=== Task brief ===
Recast the records, from their start through the line containing "(1167, 627)", as a two-column CSV with the headers text and answer. Give one row per item, with each value in a quoted field and line breaks replaced by spaces.

Object location labeling data

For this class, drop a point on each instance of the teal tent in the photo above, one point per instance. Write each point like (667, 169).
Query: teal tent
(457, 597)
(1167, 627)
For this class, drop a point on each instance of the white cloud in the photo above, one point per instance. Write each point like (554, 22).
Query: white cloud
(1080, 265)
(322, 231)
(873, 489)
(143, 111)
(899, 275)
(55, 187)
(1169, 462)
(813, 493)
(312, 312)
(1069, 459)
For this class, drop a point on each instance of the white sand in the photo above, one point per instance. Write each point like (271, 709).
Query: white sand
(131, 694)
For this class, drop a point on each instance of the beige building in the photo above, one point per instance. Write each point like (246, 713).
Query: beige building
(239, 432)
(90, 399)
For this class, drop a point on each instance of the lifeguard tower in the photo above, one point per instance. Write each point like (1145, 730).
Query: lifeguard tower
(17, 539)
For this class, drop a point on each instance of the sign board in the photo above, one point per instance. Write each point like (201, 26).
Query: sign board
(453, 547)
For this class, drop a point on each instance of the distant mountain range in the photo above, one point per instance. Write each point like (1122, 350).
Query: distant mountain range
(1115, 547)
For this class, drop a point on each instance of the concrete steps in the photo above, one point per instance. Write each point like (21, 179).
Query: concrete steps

=== Answer for this exercise ===
text,answer
"For this class, drop a point on each instance of the teal tent in the photo above, one point per instance. Write each point like (667, 169). Query: teal tent","(457, 597) (1167, 627)"